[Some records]
#####

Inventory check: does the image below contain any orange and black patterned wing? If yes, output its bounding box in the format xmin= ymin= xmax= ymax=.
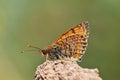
xmin=52 ymin=22 xmax=89 ymax=60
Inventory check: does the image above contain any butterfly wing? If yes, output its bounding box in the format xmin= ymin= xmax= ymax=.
xmin=52 ymin=22 xmax=89 ymax=60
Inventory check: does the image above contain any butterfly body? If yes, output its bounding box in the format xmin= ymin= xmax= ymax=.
xmin=40 ymin=22 xmax=89 ymax=61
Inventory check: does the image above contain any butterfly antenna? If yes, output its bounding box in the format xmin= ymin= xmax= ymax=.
xmin=21 ymin=45 xmax=41 ymax=53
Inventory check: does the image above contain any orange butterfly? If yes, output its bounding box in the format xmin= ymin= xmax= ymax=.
xmin=23 ymin=22 xmax=89 ymax=61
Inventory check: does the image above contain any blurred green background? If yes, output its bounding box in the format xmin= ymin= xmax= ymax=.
xmin=0 ymin=0 xmax=120 ymax=80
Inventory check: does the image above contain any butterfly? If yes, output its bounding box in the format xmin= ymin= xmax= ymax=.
xmin=23 ymin=21 xmax=89 ymax=61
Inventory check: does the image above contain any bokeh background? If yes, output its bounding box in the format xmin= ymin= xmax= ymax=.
xmin=0 ymin=0 xmax=120 ymax=80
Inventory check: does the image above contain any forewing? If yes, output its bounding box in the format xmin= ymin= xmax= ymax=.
xmin=52 ymin=22 xmax=89 ymax=59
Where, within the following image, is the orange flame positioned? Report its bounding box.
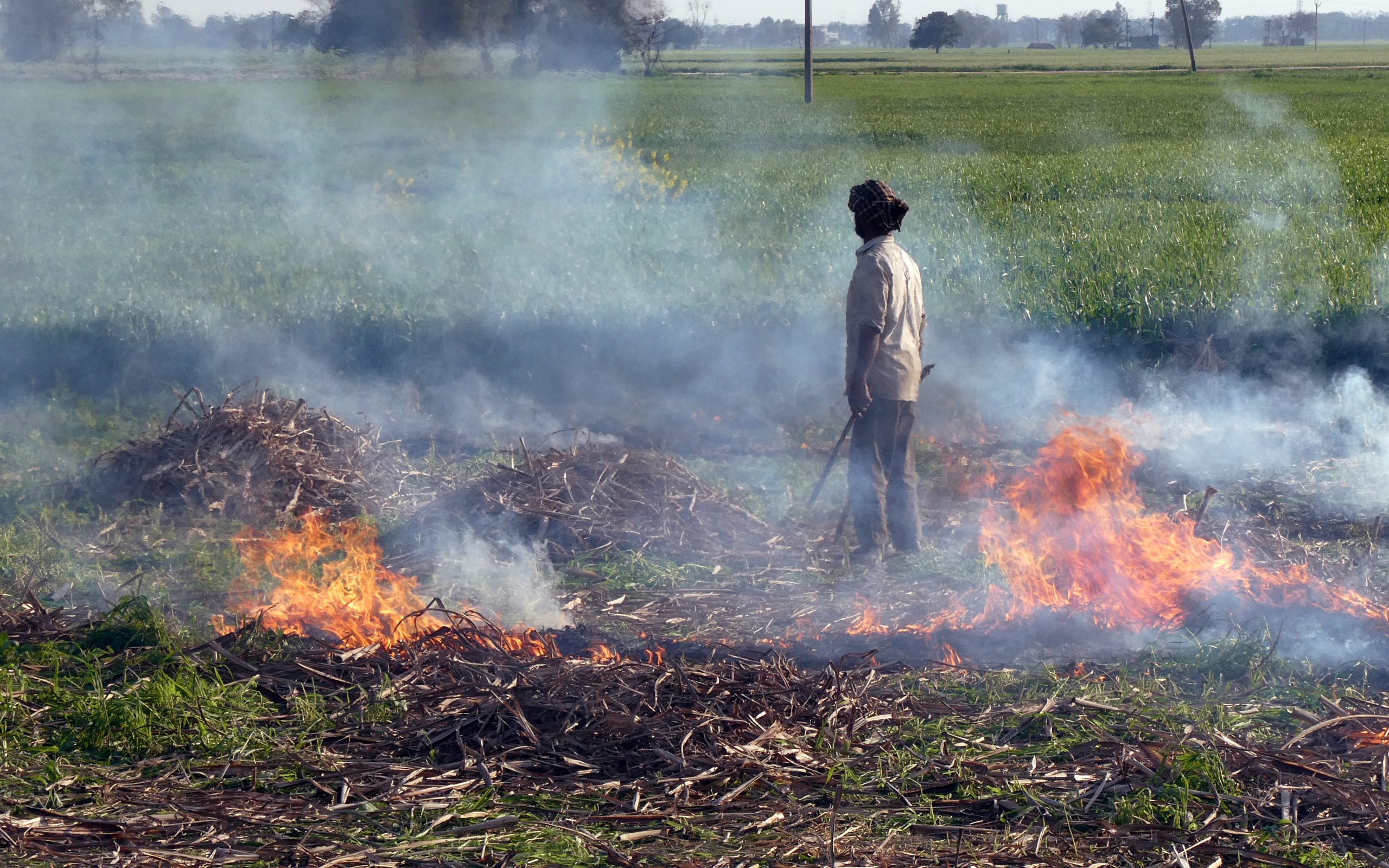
[1346,729,1389,747]
[231,513,443,647]
[849,597,892,636]
[588,644,622,662]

#####

** The problem **
Render each line of the listing above as a Markdown table with the columns Row and Listing line, skipping blank lines and leaving out the pictures.

** Written reply **
| Row | Listing line |
|---|---|
| 1 | Inventory check: does the image below contain any orange and black patterned wing? If yes, output its bounding box in the format xmin= ymin= xmax= ymax=. |
| 2 | xmin=52 ymin=22 xmax=89 ymax=60 |
| 3 | Inventory check: does the image above contain any butterfly wing? If yes, output its bounding box in the format xmin= ymin= xmax= ymax=. |
| 4 | xmin=52 ymin=22 xmax=89 ymax=60 |
| 5 | Inventory check: does the image above contain any butterfly body? If yes, output its bounding box in the format xmin= ymin= xmax= ymax=. |
| 6 | xmin=40 ymin=22 xmax=89 ymax=61 |
| 7 | Inventory check: does the image above contain any butterfly antenna? If yes, output its bounding box in the format xmin= ymin= xmax= ymax=. |
| 8 | xmin=21 ymin=45 xmax=41 ymax=53 |
| 9 | Inventory check: does the image above contain any orange butterfly? If yes, output its bounding box in the format xmin= ymin= xmax= ymax=. |
| 10 | xmin=23 ymin=22 xmax=89 ymax=61 |
| 11 | Inventory check: does the image above contain any blurred green background? If yes, output its bounding box in the format xmin= ymin= xmax= ymax=. |
| 12 | xmin=0 ymin=0 xmax=120 ymax=80 |
| 13 | Inventory check: does the image above contain any butterfly? If yes, output its bounding box in the format xmin= ymin= xmax= ymax=. |
| 14 | xmin=23 ymin=21 xmax=89 ymax=61 |
| 15 | Inventory check: does the image above contain any bokeh background? If yes, output its bounding box in the format xmin= ymin= xmax= ymax=. |
| 16 | xmin=0 ymin=0 xmax=120 ymax=80 |
| 17 | Inventory check: does the image above contain any forewing? If yes, output its bounding box in the format xmin= ymin= xmax= ymax=. |
| 18 | xmin=52 ymin=22 xmax=89 ymax=59 |
| 19 | Where, within the following image, is the orange flame positioned? Report its bounding box. |
| 20 | [1346,729,1389,747] |
| 21 | [231,513,443,647] |
| 22 | [849,597,892,636] |
| 23 | [588,644,622,662] |